- **Problem to solve**
Pull out every line in the rows below that contains the word "blurred", and copy each one in full.

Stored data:

** BEGIN **

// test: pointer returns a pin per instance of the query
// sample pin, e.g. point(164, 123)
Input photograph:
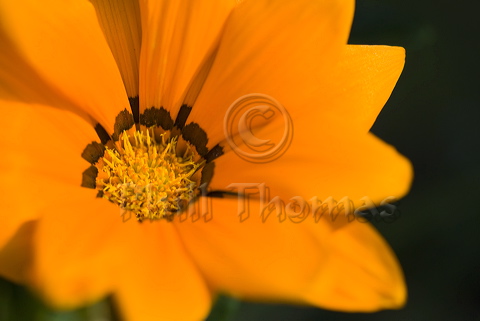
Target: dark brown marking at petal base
point(207, 173)
point(102, 134)
point(157, 117)
point(221, 194)
point(93, 152)
point(135, 107)
point(182, 116)
point(89, 176)
point(214, 153)
point(123, 121)
point(196, 136)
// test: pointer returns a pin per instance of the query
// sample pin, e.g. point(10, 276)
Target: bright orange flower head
point(122, 171)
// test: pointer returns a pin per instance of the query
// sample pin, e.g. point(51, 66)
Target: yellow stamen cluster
point(145, 176)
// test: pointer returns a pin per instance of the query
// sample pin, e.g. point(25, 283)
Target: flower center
point(148, 174)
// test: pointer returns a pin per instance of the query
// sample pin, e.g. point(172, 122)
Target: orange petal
point(177, 35)
point(362, 169)
point(158, 280)
point(345, 267)
point(55, 52)
point(41, 160)
point(16, 255)
point(100, 251)
point(280, 48)
point(360, 85)
point(120, 22)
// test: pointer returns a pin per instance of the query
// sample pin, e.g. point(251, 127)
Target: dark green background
point(431, 118)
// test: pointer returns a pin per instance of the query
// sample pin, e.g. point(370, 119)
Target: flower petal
point(144, 265)
point(177, 35)
point(158, 279)
point(330, 264)
point(360, 168)
point(360, 85)
point(54, 52)
point(41, 160)
point(120, 22)
point(16, 255)
point(277, 48)
point(78, 247)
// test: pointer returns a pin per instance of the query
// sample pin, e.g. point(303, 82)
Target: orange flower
point(77, 72)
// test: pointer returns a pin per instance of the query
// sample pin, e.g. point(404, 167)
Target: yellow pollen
point(145, 176)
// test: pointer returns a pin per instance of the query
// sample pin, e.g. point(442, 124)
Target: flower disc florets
point(145, 176)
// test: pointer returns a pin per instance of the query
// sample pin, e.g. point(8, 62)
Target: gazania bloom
point(113, 130)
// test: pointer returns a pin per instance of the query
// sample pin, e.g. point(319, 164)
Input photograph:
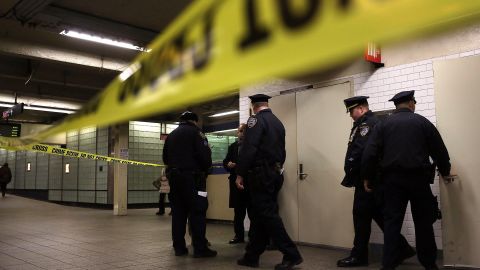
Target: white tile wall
point(381, 85)
point(144, 145)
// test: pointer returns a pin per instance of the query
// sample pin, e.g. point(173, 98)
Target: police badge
point(252, 121)
point(364, 130)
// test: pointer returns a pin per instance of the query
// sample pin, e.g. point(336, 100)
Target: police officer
point(404, 144)
point(238, 199)
point(188, 158)
point(366, 205)
point(260, 162)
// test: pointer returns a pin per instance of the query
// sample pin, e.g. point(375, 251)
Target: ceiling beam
point(16, 47)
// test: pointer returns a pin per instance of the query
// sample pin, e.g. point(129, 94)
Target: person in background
point(164, 189)
point(188, 158)
point(5, 178)
point(260, 165)
point(367, 206)
point(402, 145)
point(238, 199)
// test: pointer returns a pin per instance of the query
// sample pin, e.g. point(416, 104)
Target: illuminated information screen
point(10, 130)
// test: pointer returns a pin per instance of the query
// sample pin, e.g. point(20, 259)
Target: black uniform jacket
point(237, 197)
point(264, 142)
point(359, 135)
point(403, 142)
point(186, 148)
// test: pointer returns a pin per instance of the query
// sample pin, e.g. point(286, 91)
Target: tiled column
point(120, 171)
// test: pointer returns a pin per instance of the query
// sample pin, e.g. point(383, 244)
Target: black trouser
point(368, 206)
point(400, 188)
point(3, 186)
point(161, 202)
point(263, 187)
point(240, 211)
point(186, 203)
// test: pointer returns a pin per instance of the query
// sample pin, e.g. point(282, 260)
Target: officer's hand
point(365, 185)
point(239, 182)
point(449, 178)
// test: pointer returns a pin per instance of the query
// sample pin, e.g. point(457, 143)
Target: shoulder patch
point(252, 121)
point(364, 130)
point(352, 135)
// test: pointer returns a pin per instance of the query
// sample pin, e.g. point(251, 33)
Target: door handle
point(301, 174)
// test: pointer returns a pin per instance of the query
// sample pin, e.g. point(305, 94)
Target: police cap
point(353, 102)
point(188, 115)
point(403, 97)
point(259, 98)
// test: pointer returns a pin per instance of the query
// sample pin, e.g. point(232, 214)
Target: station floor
point(42, 235)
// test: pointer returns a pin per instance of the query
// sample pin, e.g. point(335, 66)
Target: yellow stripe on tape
point(216, 46)
point(48, 149)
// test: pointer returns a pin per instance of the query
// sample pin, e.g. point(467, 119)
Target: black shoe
point(271, 247)
point(407, 253)
point(351, 262)
point(181, 252)
point(205, 253)
point(248, 263)
point(288, 265)
point(236, 240)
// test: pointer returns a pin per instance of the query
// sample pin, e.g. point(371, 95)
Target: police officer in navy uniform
point(261, 163)
point(367, 205)
point(238, 199)
point(188, 158)
point(403, 144)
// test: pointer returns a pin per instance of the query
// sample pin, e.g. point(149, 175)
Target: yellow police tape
point(217, 46)
point(48, 149)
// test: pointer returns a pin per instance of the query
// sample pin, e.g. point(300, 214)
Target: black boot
point(288, 264)
point(352, 261)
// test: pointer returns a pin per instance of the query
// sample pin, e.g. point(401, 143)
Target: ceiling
point(39, 65)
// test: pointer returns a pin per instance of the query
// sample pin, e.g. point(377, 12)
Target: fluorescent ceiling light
point(224, 131)
point(102, 40)
point(39, 108)
point(224, 113)
point(129, 72)
point(59, 110)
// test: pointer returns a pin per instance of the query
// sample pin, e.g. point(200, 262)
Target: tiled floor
point(41, 235)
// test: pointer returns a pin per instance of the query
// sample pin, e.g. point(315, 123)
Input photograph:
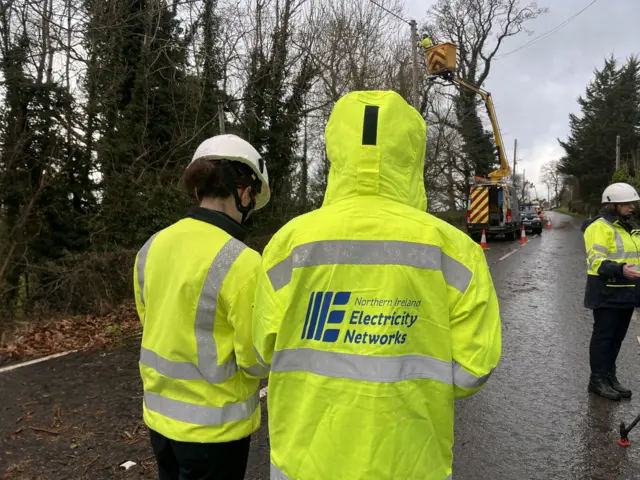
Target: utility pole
point(515, 155)
point(221, 117)
point(414, 49)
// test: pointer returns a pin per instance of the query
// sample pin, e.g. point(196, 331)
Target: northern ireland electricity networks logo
point(322, 313)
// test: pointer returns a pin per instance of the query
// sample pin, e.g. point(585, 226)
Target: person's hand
point(630, 273)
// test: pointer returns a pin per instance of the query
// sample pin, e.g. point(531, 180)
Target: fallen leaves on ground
point(77, 333)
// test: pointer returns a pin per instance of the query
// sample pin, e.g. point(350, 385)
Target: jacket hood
point(376, 146)
point(588, 222)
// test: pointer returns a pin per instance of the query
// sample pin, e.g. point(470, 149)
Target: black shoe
point(600, 385)
point(623, 391)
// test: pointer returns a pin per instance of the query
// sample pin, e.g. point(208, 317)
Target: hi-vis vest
point(372, 314)
point(194, 288)
point(609, 245)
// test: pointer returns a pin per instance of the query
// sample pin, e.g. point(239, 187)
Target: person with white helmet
point(612, 243)
point(194, 285)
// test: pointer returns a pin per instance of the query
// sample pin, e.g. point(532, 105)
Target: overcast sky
point(535, 89)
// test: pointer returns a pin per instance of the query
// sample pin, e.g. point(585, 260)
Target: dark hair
point(211, 178)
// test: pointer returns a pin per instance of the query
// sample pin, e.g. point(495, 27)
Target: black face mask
point(232, 183)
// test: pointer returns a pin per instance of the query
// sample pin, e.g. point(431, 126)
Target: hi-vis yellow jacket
point(372, 314)
point(194, 287)
point(610, 244)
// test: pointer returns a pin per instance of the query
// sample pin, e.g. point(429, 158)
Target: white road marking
point(507, 255)
point(37, 360)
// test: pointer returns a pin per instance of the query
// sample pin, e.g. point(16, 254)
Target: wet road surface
point(533, 420)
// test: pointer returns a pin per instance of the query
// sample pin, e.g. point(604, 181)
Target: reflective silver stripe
point(623, 255)
point(276, 474)
point(594, 257)
point(207, 367)
point(600, 248)
point(206, 313)
point(370, 252)
point(464, 379)
point(142, 262)
point(362, 367)
point(198, 414)
point(185, 370)
point(256, 370)
point(618, 237)
point(261, 360)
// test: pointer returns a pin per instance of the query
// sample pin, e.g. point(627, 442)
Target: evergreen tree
point(610, 107)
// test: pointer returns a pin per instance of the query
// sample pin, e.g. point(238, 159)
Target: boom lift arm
point(441, 62)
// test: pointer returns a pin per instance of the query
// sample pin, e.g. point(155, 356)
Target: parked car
point(531, 218)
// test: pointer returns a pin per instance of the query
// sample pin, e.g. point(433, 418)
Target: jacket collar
point(613, 219)
point(220, 220)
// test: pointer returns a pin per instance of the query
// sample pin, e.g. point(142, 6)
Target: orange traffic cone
point(523, 236)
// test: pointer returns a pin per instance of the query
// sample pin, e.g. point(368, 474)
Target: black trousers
point(200, 461)
point(609, 329)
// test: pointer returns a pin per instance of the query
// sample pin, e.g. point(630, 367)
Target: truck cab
point(494, 208)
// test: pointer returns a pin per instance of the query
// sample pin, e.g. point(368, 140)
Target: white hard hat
point(620, 193)
point(234, 148)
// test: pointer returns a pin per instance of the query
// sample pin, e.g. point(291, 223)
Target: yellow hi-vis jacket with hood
point(610, 243)
point(194, 287)
point(372, 314)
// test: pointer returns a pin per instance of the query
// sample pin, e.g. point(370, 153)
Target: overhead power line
point(548, 33)
point(390, 12)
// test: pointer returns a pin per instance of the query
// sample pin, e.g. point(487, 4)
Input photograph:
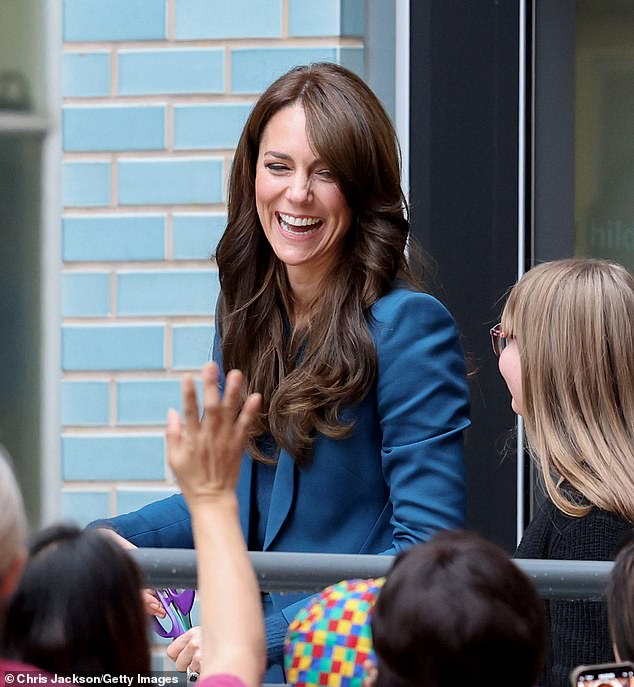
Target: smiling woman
point(358, 447)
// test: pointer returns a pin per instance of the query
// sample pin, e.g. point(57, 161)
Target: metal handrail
point(311, 572)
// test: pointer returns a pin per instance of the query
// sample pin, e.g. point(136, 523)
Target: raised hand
point(205, 454)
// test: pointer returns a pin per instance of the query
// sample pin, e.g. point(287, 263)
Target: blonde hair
point(12, 518)
point(573, 321)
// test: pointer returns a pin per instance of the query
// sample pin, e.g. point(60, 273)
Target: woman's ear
point(11, 577)
point(616, 652)
point(371, 673)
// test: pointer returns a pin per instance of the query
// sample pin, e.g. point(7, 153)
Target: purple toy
point(178, 606)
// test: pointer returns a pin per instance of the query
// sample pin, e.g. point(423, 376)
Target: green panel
point(20, 257)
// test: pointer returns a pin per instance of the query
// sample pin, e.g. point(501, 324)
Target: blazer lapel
point(243, 492)
point(281, 497)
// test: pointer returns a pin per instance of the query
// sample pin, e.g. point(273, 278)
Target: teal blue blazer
point(395, 481)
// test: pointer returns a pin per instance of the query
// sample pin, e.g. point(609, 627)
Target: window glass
point(604, 124)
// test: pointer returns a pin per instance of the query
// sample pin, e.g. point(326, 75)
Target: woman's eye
point(276, 166)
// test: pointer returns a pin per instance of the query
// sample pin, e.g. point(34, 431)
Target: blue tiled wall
point(115, 20)
point(191, 346)
point(113, 347)
point(114, 128)
point(110, 238)
point(85, 294)
point(170, 181)
point(123, 457)
point(86, 184)
point(149, 72)
point(196, 19)
point(196, 236)
point(86, 74)
point(167, 292)
point(85, 403)
point(205, 127)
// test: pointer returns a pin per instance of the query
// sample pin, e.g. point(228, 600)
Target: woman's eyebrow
point(274, 153)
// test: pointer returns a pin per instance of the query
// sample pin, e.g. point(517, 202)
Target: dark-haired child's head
point(458, 611)
point(78, 607)
point(620, 598)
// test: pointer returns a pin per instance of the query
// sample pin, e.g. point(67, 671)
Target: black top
point(578, 629)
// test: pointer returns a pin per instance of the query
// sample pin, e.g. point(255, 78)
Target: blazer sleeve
point(162, 524)
point(423, 410)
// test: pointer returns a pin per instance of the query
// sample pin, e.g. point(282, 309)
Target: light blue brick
point(146, 402)
point(353, 59)
point(113, 237)
point(117, 457)
point(253, 69)
point(147, 72)
point(85, 403)
point(113, 128)
point(209, 126)
point(176, 181)
point(82, 507)
point(85, 74)
point(86, 184)
point(195, 237)
point(113, 347)
point(326, 18)
point(162, 292)
point(85, 294)
point(191, 346)
point(129, 500)
point(222, 19)
point(114, 20)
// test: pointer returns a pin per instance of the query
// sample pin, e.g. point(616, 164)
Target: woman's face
point(509, 364)
point(301, 208)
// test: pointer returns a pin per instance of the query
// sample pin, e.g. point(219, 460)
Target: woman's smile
point(302, 210)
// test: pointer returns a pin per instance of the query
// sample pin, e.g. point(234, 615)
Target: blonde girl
point(566, 352)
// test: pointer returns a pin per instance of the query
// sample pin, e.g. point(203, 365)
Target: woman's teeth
point(299, 225)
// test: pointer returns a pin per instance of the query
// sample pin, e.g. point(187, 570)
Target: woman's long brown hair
point(308, 374)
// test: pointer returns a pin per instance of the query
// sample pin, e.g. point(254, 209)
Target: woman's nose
point(299, 189)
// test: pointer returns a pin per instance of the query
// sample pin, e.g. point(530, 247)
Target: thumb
point(173, 436)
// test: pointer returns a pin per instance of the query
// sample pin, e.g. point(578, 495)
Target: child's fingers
point(211, 394)
point(247, 415)
point(231, 397)
point(173, 435)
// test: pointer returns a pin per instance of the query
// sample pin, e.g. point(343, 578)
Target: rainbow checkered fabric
point(329, 640)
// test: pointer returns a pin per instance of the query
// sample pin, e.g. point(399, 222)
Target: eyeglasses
point(499, 339)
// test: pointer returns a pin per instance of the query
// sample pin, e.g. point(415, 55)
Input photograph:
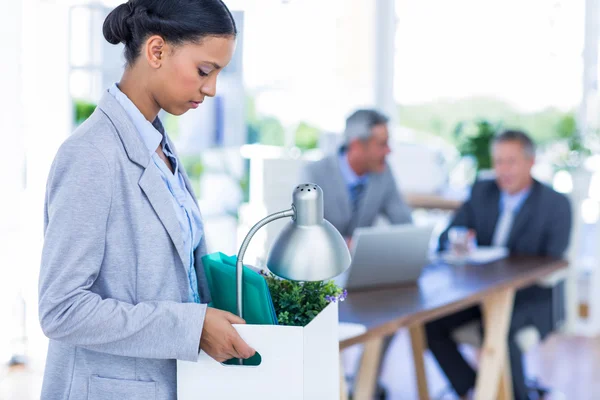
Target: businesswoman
point(122, 288)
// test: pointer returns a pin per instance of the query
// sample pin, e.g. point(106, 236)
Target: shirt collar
point(514, 201)
point(151, 137)
point(350, 177)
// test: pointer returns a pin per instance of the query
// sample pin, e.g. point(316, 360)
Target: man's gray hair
point(360, 123)
point(517, 136)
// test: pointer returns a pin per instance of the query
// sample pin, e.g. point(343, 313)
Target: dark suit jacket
point(381, 197)
point(542, 226)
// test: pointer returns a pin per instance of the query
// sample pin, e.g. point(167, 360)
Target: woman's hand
point(220, 340)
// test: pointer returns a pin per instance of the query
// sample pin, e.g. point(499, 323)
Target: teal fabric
point(221, 277)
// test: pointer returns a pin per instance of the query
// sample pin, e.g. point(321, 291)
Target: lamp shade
point(309, 248)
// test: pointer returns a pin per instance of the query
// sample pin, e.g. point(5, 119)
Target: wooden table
point(431, 202)
point(443, 290)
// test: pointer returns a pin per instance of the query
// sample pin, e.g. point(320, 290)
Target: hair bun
point(116, 29)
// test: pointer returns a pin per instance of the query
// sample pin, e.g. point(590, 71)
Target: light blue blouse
point(186, 209)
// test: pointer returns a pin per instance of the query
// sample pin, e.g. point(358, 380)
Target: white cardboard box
point(297, 364)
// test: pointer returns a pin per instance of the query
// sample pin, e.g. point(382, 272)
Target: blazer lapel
point(492, 202)
point(342, 194)
point(369, 191)
point(524, 214)
point(151, 181)
point(153, 186)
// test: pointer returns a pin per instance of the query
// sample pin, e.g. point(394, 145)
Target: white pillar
point(385, 49)
point(11, 175)
point(587, 121)
point(588, 112)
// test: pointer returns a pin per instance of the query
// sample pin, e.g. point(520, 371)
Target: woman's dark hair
point(177, 21)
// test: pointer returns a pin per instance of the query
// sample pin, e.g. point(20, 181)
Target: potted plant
point(474, 139)
point(297, 303)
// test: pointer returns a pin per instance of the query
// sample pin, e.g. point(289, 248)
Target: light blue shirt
point(186, 209)
point(514, 201)
point(350, 177)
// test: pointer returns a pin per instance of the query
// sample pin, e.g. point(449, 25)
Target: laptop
point(387, 256)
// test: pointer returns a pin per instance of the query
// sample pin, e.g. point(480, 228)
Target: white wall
point(11, 168)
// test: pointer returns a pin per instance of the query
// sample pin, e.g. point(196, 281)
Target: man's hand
point(220, 340)
point(348, 242)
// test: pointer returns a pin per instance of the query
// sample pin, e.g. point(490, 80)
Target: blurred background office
point(448, 74)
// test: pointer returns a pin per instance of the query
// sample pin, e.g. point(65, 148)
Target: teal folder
point(221, 276)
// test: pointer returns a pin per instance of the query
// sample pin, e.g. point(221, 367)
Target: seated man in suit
point(527, 217)
point(357, 183)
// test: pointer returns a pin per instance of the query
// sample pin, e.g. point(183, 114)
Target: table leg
point(366, 380)
point(497, 309)
point(419, 345)
point(505, 392)
point(343, 386)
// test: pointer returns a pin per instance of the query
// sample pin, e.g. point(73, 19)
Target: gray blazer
point(542, 226)
point(381, 197)
point(113, 285)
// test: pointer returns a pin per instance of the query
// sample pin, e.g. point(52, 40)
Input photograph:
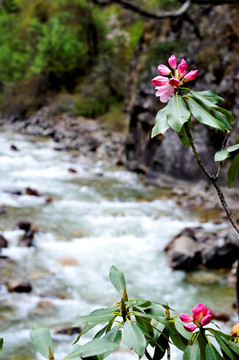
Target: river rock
point(19, 286)
point(3, 242)
point(27, 239)
point(69, 330)
point(193, 247)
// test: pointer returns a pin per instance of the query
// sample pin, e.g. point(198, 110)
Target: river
point(91, 215)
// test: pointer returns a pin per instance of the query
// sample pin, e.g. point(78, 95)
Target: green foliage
point(1, 344)
point(42, 341)
point(157, 53)
point(140, 324)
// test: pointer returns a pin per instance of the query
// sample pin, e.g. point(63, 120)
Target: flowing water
point(87, 220)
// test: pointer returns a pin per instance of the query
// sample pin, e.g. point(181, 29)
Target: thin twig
point(147, 355)
point(144, 12)
point(213, 180)
point(168, 353)
point(223, 148)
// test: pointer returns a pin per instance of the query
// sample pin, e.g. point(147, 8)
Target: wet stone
point(19, 286)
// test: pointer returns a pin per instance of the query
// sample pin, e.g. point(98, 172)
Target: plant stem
point(213, 180)
point(147, 355)
point(223, 147)
point(220, 194)
point(168, 353)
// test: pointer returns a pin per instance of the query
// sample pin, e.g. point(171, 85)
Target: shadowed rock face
point(193, 247)
point(210, 45)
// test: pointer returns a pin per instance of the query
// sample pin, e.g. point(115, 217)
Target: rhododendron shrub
point(185, 105)
point(147, 327)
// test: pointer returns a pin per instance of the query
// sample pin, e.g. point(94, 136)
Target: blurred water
point(98, 216)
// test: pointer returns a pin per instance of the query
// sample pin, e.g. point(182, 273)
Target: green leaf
point(228, 115)
point(203, 116)
point(117, 279)
point(134, 338)
point(177, 112)
point(233, 148)
point(85, 329)
point(209, 95)
point(155, 309)
point(221, 118)
point(162, 345)
point(224, 347)
point(192, 352)
point(42, 341)
point(97, 316)
point(182, 331)
point(183, 137)
point(1, 345)
point(145, 326)
point(221, 155)
point(179, 341)
point(161, 123)
point(93, 347)
point(233, 171)
point(100, 332)
point(114, 335)
point(212, 353)
point(205, 100)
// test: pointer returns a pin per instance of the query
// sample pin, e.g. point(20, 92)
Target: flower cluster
point(201, 316)
point(166, 86)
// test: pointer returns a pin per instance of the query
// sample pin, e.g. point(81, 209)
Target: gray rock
point(194, 247)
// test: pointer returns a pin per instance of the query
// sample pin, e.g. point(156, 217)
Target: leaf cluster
point(140, 324)
point(204, 107)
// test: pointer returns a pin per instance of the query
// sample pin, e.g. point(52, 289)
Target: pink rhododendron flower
point(172, 61)
point(235, 330)
point(165, 86)
point(182, 67)
point(191, 75)
point(201, 316)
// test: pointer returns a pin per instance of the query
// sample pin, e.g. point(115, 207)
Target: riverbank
point(91, 139)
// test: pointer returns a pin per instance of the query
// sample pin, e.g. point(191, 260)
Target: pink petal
point(174, 82)
point(165, 92)
point(164, 70)
point(182, 67)
point(206, 320)
point(172, 61)
point(159, 80)
point(190, 327)
point(190, 76)
point(185, 317)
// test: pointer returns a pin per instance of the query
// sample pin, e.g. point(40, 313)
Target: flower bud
point(182, 67)
point(164, 70)
point(235, 330)
point(190, 76)
point(159, 81)
point(174, 82)
point(185, 317)
point(172, 61)
point(190, 327)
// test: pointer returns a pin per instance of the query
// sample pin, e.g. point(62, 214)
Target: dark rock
point(14, 147)
point(70, 330)
point(194, 247)
point(24, 225)
point(27, 239)
point(3, 242)
point(19, 286)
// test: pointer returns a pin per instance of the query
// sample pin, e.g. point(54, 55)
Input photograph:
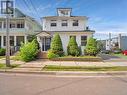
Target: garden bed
point(82, 58)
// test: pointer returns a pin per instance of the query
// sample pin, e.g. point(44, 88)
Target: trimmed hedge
point(73, 48)
point(51, 55)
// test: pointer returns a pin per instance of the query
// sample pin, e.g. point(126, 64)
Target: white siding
point(70, 27)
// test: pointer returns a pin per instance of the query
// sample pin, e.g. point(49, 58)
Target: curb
point(68, 73)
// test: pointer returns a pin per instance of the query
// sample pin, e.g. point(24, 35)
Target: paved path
point(21, 84)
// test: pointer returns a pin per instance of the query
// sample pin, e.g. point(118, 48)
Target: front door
point(46, 43)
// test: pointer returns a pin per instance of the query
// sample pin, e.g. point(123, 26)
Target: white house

** END **

- **In response**
Target: blurred background office
Target: blurred water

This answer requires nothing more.